From the listing below, copy every line with the word "rough".

##### Material for this exercise

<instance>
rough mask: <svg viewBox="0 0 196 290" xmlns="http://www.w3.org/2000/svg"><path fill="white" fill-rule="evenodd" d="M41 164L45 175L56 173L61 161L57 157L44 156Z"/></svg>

##########
##### Material for this exercise

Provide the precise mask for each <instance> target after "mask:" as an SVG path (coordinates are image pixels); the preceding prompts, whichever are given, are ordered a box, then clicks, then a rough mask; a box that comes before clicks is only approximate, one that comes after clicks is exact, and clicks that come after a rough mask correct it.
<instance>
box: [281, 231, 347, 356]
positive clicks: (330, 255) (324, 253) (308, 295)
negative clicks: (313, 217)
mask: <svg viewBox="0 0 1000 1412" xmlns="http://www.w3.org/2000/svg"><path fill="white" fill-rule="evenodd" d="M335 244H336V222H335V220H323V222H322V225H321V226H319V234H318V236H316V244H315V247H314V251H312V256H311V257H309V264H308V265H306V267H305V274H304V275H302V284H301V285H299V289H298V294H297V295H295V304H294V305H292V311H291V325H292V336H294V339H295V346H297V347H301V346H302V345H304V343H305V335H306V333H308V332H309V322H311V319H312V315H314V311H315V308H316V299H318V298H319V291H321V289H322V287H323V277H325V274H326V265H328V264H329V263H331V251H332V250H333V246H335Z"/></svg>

##########

Answer for this exercise:
rough mask: <svg viewBox="0 0 196 290" xmlns="http://www.w3.org/2000/svg"><path fill="white" fill-rule="evenodd" d="M41 164L45 175L56 173L61 161L57 157L44 156Z"/></svg>
Provide the precise mask for each <instance> target after "mask:" as an SVG path (coordinates are image pixels); the preceding prompts, whichever are given, are ordered a box, then clicks, then a rough mask; a box that comes before clicks is only approximate, one that comes after clicks is exact, and clicks that come after a rough mask correct it.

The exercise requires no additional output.